╭─ Input records

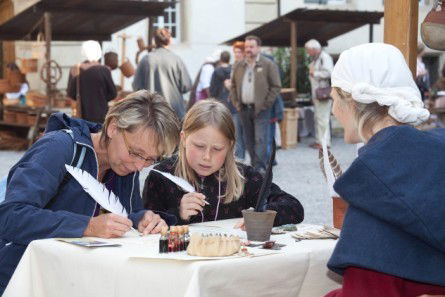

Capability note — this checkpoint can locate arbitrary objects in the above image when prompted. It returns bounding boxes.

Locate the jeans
[239,106,272,171]
[232,113,245,160]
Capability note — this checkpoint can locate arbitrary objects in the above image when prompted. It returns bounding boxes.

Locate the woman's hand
[234,218,246,231]
[179,192,206,221]
[138,211,167,235]
[83,213,132,238]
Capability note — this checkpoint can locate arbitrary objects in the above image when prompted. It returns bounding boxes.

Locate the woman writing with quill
[142,99,304,227]
[0,90,180,295]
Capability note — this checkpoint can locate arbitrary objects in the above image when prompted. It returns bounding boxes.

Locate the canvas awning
[0,0,173,41]
[223,8,383,47]
[223,8,383,92]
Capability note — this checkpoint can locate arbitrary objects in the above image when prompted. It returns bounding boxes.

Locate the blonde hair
[100,90,180,157]
[334,87,400,142]
[175,99,245,203]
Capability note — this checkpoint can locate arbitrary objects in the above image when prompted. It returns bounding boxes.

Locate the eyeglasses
[121,130,158,165]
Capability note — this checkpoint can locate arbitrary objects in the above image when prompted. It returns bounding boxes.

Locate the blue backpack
[0,129,86,203]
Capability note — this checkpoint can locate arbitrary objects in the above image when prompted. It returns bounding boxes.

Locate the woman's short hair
[154,28,171,48]
[333,87,400,142]
[101,90,180,157]
[175,99,245,203]
[232,41,245,51]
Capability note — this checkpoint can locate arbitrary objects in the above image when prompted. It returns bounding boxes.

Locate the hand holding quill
[65,165,138,237]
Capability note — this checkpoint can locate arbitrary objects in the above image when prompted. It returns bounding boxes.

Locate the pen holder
[242,209,276,241]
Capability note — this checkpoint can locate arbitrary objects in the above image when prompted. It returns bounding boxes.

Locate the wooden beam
[384,0,418,76]
[148,17,155,47]
[0,0,14,78]
[44,12,52,110]
[290,21,297,93]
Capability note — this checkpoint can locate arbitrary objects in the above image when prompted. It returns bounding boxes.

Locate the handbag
[315,86,332,101]
[314,55,332,101]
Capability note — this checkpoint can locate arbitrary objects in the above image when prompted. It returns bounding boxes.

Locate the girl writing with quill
[142,99,304,227]
[0,90,180,295]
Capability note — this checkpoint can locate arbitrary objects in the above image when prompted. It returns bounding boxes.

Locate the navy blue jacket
[0,113,150,294]
[328,125,445,286]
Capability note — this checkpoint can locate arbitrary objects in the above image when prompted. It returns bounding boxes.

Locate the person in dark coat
[324,43,445,297]
[0,91,180,295]
[132,28,192,120]
[67,40,116,123]
[143,100,304,227]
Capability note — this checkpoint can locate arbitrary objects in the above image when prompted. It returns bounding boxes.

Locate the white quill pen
[65,165,142,236]
[151,169,195,193]
[321,131,338,197]
[65,165,128,216]
[148,168,210,205]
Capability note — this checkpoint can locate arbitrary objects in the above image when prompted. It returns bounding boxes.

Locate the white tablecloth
[4,219,341,297]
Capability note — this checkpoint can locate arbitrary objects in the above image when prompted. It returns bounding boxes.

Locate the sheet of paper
[56,238,121,248]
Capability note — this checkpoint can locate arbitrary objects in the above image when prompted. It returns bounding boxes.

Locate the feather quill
[320,132,339,197]
[65,165,127,216]
[151,169,195,193]
[318,149,343,180]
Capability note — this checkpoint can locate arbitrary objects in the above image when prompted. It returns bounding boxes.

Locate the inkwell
[242,141,277,241]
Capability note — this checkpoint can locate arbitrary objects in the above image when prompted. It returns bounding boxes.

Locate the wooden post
[44,12,52,110]
[148,17,155,47]
[369,24,374,43]
[290,21,297,94]
[384,0,419,76]
[0,0,15,78]
[118,33,131,89]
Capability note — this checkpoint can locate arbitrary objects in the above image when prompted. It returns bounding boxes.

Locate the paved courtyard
[0,136,356,226]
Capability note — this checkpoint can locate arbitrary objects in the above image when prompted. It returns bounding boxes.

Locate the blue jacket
[328,125,445,286]
[0,113,158,294]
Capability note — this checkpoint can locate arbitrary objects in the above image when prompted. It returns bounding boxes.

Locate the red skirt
[325,267,445,297]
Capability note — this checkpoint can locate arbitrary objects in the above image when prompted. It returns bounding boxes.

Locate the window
[304,0,328,3]
[304,0,346,4]
[153,2,180,40]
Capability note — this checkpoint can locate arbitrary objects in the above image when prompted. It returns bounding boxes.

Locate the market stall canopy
[0,0,174,41]
[222,8,384,47]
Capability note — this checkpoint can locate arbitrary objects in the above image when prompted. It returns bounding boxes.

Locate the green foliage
[271,47,311,94]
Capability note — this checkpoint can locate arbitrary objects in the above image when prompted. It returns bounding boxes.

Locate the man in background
[133,28,192,120]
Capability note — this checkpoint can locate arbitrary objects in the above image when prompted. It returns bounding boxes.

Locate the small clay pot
[332,196,348,229]
[242,209,277,241]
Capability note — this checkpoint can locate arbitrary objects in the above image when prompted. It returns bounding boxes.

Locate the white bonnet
[81,40,102,62]
[331,43,430,126]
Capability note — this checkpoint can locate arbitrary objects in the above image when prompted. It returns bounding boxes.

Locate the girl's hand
[179,192,207,221]
[234,218,246,231]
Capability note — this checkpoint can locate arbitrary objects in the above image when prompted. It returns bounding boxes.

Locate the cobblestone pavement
[0,136,356,226]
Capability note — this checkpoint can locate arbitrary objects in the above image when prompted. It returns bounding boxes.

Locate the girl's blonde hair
[100,90,180,157]
[333,87,401,142]
[175,99,245,203]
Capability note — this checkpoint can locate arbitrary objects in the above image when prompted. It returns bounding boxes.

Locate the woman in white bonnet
[324,43,445,297]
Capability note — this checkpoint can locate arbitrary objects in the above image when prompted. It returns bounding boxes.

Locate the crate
[15,111,28,124]
[3,110,16,123]
[279,107,299,149]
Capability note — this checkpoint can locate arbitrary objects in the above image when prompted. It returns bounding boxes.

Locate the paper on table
[56,238,121,248]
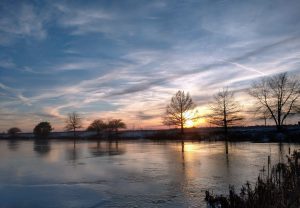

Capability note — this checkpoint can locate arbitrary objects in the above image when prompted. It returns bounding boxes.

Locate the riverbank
[1,125,300,142]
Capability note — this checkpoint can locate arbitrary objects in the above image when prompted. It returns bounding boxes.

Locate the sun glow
[184,143,196,152]
[183,111,199,128]
[183,108,207,128]
[185,119,194,128]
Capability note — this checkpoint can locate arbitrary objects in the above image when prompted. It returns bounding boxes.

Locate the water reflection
[88,140,125,157]
[278,142,284,163]
[7,139,20,151]
[165,141,199,205]
[0,140,299,208]
[33,139,51,156]
[66,145,81,165]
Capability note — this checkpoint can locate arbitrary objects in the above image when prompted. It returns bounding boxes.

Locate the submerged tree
[163,90,195,134]
[87,119,107,136]
[208,88,243,133]
[249,73,300,131]
[33,122,53,138]
[7,127,21,136]
[65,112,82,137]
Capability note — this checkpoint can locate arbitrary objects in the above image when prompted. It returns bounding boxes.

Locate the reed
[205,150,300,208]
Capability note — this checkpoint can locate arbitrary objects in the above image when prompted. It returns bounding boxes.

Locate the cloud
[54,61,103,71]
[1,0,300,131]
[0,2,47,45]
[54,3,113,35]
[136,111,160,120]
[0,59,15,69]
[0,83,31,106]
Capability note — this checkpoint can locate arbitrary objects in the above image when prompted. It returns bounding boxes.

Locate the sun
[183,109,207,128]
[185,119,194,128]
[183,111,199,128]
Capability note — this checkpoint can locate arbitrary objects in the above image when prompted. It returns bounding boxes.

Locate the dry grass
[205,150,300,208]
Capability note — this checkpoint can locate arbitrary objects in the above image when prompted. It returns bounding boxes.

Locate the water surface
[0,140,298,208]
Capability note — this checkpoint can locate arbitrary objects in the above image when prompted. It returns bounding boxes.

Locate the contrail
[220,59,266,75]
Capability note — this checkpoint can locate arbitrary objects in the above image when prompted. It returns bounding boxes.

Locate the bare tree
[87,119,107,136]
[163,90,195,134]
[249,73,300,131]
[255,108,272,127]
[208,88,243,133]
[65,112,82,137]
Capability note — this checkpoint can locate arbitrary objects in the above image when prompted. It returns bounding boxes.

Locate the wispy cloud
[54,3,113,35]
[0,59,15,69]
[0,2,47,45]
[0,83,31,106]
[1,0,300,131]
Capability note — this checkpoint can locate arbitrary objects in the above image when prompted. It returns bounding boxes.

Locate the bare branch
[207,88,244,132]
[248,73,300,131]
[163,90,196,134]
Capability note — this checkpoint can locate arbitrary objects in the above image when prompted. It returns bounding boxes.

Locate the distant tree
[163,90,195,134]
[65,112,82,137]
[7,127,21,136]
[249,73,300,131]
[208,88,244,133]
[256,108,272,127]
[87,119,107,136]
[33,122,53,138]
[107,119,126,133]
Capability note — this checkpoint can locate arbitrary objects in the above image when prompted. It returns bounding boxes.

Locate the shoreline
[1,125,300,143]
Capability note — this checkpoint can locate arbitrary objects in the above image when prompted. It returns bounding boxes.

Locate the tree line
[163,72,300,133]
[6,72,300,137]
[7,115,126,138]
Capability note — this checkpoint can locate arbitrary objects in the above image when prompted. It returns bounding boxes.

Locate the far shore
[1,125,300,143]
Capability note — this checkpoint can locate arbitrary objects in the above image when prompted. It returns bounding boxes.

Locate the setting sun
[183,109,207,128]
[185,119,194,128]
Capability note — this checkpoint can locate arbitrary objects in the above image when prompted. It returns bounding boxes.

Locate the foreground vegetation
[205,150,300,208]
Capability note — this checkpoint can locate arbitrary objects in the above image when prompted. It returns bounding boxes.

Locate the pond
[0,139,299,208]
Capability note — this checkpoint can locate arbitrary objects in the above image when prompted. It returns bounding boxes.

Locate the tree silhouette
[249,73,300,131]
[208,88,243,133]
[255,108,272,127]
[33,122,53,138]
[7,127,21,136]
[163,90,195,134]
[65,112,82,137]
[87,119,107,136]
[107,119,126,133]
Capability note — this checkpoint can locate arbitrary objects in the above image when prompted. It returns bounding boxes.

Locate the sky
[1,0,300,132]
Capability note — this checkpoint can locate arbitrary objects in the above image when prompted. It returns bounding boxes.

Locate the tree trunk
[223,102,228,134]
[224,124,228,134]
[276,125,283,132]
[180,109,184,134]
[180,122,184,134]
[73,128,76,148]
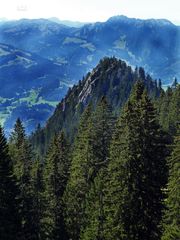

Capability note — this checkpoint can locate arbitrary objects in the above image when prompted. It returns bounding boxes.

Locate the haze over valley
[0,15,179,133]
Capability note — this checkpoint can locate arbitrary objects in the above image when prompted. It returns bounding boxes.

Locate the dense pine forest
[0,58,180,239]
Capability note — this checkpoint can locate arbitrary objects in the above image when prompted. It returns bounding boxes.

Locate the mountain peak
[31,57,161,155]
[107,15,174,26]
[107,15,135,23]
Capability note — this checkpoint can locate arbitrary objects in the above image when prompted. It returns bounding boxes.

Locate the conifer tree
[89,97,115,180]
[168,85,180,135]
[31,158,45,240]
[64,104,93,240]
[0,126,21,240]
[138,67,146,81]
[161,128,180,240]
[9,118,26,178]
[65,98,115,239]
[81,167,108,240]
[43,131,70,240]
[80,97,115,240]
[157,85,179,135]
[9,119,38,240]
[104,82,168,240]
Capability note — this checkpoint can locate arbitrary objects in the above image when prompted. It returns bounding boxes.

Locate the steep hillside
[31,57,161,155]
[0,43,69,134]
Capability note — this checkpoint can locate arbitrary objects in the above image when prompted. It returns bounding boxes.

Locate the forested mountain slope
[31,57,161,155]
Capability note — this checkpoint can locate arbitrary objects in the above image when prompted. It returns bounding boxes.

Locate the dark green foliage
[43,132,70,240]
[31,158,45,240]
[81,167,108,240]
[156,84,180,135]
[64,104,94,240]
[9,118,29,179]
[0,58,178,240]
[104,82,169,240]
[9,119,38,240]
[31,58,160,157]
[139,67,146,81]
[65,98,115,240]
[80,97,115,240]
[161,128,180,240]
[0,126,21,240]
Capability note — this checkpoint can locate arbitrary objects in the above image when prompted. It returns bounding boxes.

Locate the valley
[0,15,179,133]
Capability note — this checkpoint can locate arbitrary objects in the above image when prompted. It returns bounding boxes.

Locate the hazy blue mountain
[0,16,179,83]
[48,18,89,27]
[0,43,70,134]
[0,16,179,134]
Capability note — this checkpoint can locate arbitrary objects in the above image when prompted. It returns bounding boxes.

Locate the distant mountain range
[0,15,179,134]
[48,18,89,27]
[0,43,69,133]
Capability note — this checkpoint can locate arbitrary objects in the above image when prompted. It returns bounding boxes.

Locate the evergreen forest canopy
[0,57,179,240]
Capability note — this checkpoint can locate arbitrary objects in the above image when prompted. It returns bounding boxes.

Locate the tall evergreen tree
[31,158,45,240]
[0,126,21,240]
[157,84,179,135]
[9,118,26,178]
[161,128,180,240]
[9,119,38,240]
[43,131,70,240]
[80,97,115,240]
[104,82,169,240]
[64,104,94,240]
[65,98,115,240]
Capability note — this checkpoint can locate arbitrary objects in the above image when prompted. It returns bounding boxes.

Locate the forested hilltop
[31,57,162,156]
[0,57,179,240]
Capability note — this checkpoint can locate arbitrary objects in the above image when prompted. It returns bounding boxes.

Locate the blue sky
[0,0,180,24]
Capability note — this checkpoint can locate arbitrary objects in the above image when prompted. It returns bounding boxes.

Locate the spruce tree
[0,126,21,240]
[89,97,115,180]
[168,85,180,135]
[104,82,168,240]
[31,158,45,240]
[43,131,70,240]
[65,98,115,239]
[9,119,38,240]
[161,128,180,240]
[9,118,26,178]
[64,104,93,240]
[157,84,179,136]
[81,167,108,240]
[80,97,115,240]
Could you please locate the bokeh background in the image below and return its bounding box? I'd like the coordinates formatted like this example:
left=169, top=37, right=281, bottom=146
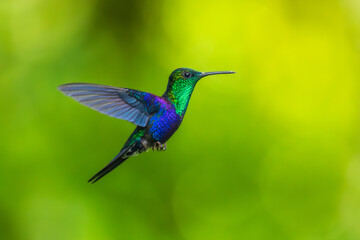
left=1, top=0, right=360, bottom=239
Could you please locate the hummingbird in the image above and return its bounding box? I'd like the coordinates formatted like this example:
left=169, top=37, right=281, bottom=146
left=58, top=68, right=235, bottom=183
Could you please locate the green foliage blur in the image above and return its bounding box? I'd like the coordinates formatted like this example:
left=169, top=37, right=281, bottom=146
left=1, top=0, right=360, bottom=239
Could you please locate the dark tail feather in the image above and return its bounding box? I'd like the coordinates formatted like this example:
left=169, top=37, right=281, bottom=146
left=88, top=140, right=145, bottom=183
left=88, top=152, right=129, bottom=184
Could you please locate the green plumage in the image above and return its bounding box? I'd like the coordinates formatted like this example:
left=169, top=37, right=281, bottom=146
left=163, top=69, right=198, bottom=116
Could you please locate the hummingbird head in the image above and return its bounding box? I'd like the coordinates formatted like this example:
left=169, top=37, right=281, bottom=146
left=168, top=68, right=235, bottom=86
left=164, top=68, right=235, bottom=116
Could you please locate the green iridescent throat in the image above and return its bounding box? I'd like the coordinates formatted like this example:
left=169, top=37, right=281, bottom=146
left=164, top=78, right=197, bottom=116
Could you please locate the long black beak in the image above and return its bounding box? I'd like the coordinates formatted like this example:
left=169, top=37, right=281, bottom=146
left=200, top=71, right=235, bottom=77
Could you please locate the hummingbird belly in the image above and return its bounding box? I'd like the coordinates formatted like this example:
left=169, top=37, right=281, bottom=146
left=148, top=107, right=182, bottom=143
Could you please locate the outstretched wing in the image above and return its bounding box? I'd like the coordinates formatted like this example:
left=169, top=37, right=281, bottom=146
left=58, top=83, right=159, bottom=127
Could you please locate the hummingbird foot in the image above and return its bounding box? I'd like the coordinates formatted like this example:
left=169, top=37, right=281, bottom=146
left=152, top=141, right=167, bottom=151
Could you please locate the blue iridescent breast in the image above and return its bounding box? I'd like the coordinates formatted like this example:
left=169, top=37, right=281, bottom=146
left=148, top=97, right=182, bottom=142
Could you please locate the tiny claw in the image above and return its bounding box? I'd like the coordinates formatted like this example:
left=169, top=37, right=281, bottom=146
left=153, top=141, right=167, bottom=151
left=153, top=141, right=161, bottom=151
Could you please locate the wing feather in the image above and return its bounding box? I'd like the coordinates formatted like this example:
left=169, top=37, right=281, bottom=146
left=58, top=83, right=158, bottom=127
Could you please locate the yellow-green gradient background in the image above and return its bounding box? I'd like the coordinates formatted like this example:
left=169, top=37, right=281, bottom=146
left=1, top=0, right=360, bottom=239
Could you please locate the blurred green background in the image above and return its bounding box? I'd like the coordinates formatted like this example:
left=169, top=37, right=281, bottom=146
left=1, top=0, right=360, bottom=239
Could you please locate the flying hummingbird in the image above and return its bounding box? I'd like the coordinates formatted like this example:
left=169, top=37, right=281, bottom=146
left=58, top=68, right=235, bottom=183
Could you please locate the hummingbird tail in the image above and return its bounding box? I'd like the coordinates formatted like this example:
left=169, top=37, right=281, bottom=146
left=88, top=140, right=146, bottom=183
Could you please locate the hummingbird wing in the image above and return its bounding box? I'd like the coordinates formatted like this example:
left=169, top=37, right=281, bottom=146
left=58, top=83, right=159, bottom=127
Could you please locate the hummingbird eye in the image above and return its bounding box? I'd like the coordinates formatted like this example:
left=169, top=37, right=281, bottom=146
left=183, top=71, right=192, bottom=79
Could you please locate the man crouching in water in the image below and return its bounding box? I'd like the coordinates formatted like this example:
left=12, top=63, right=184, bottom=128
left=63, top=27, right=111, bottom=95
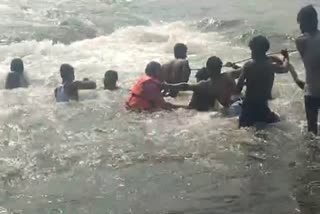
left=163, top=56, right=242, bottom=111
left=161, top=43, right=191, bottom=97
left=5, top=58, right=29, bottom=89
left=236, top=36, right=290, bottom=127
left=126, top=61, right=180, bottom=112
left=55, top=64, right=97, bottom=102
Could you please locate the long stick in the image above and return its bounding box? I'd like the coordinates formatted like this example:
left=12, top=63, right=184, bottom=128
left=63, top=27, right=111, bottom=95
left=190, top=49, right=297, bottom=71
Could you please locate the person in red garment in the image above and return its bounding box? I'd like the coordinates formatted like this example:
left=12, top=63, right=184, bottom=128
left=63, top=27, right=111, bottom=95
left=126, top=61, right=179, bottom=111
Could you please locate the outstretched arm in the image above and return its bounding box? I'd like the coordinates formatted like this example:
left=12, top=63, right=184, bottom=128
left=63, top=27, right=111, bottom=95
left=271, top=51, right=290, bottom=74
left=162, top=82, right=199, bottom=92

╰─

Only the lines from the one with "Could you please locate the outstretched arm" through the final line above belong in the answer, each reproduced word for word.

■ Response:
Could you please locate the outstretched arm in the image above and return its bounding box? I'd like the coordinates formatted like this example:
left=12, top=63, right=184, bottom=128
left=63, top=27, right=111, bottom=95
left=271, top=51, right=290, bottom=74
left=162, top=82, right=199, bottom=92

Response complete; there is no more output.